Task brief
Look below for the line containing "Task: indicate the embroidered"; write out that line and each one after it to the end, exactly, and nothing else.

Data shown
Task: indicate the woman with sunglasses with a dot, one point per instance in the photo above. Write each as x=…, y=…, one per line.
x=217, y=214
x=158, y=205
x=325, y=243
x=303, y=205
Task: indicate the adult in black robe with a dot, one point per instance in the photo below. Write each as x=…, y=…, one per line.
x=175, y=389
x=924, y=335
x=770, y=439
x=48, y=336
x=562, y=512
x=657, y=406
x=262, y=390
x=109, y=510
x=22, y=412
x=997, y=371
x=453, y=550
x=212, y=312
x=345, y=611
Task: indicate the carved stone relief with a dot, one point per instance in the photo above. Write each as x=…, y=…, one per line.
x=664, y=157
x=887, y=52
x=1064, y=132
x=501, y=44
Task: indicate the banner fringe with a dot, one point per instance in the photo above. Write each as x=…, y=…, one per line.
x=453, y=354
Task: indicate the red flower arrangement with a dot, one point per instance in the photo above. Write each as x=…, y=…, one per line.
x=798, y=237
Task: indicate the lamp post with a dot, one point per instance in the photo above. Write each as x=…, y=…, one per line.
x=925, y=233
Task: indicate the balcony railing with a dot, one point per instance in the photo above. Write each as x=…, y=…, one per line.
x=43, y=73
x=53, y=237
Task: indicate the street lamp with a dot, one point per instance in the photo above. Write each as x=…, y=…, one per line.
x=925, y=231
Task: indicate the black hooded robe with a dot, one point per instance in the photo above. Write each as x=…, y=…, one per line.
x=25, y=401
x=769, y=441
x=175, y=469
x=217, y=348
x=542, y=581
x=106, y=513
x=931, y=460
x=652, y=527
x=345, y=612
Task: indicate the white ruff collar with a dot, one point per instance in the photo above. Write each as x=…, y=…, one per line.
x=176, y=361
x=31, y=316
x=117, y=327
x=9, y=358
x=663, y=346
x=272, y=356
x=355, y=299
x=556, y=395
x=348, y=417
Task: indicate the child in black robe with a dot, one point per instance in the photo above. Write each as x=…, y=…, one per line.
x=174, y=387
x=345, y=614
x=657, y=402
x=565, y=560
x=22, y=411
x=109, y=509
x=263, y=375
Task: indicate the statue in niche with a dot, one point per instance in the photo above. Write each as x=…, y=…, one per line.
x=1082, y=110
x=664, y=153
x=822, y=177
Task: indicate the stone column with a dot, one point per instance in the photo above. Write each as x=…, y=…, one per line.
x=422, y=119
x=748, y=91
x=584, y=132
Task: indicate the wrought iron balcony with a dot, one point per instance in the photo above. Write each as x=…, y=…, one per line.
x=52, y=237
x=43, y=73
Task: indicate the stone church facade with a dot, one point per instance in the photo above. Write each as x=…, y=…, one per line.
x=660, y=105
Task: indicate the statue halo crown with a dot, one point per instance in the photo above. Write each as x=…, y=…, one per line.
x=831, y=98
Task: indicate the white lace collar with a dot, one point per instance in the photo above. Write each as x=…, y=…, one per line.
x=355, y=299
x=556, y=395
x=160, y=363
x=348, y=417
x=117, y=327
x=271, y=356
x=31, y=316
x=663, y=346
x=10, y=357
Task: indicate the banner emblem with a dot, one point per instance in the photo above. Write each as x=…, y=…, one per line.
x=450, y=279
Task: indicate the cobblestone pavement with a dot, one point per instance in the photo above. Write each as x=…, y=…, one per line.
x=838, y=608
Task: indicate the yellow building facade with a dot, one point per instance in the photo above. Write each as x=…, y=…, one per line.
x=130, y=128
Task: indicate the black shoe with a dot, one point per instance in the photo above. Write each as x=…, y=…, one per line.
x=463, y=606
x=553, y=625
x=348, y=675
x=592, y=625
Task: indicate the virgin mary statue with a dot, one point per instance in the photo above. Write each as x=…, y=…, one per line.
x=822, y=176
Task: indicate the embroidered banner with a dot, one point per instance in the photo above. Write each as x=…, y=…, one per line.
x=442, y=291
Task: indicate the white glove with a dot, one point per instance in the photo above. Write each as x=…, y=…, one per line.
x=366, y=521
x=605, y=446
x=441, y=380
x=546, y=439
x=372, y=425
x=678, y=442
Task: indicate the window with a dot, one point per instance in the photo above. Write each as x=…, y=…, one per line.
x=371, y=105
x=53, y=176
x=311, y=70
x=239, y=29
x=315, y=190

Answer to the exercise
Task: indicate the embroidered banner with a dot, one point per instance in the photo above. Write each as x=…, y=…, one per line.
x=442, y=291
Task: indicate the white glove with a dot, one point per instance in the photo above. Write each as x=…, y=…, one per line.
x=366, y=521
x=605, y=446
x=441, y=380
x=546, y=439
x=372, y=425
x=678, y=442
Task: indicate the window with a dot, one point per instance in the photo above. Write each as x=…, y=…, one per line.
x=371, y=105
x=53, y=176
x=311, y=70
x=239, y=29
x=315, y=190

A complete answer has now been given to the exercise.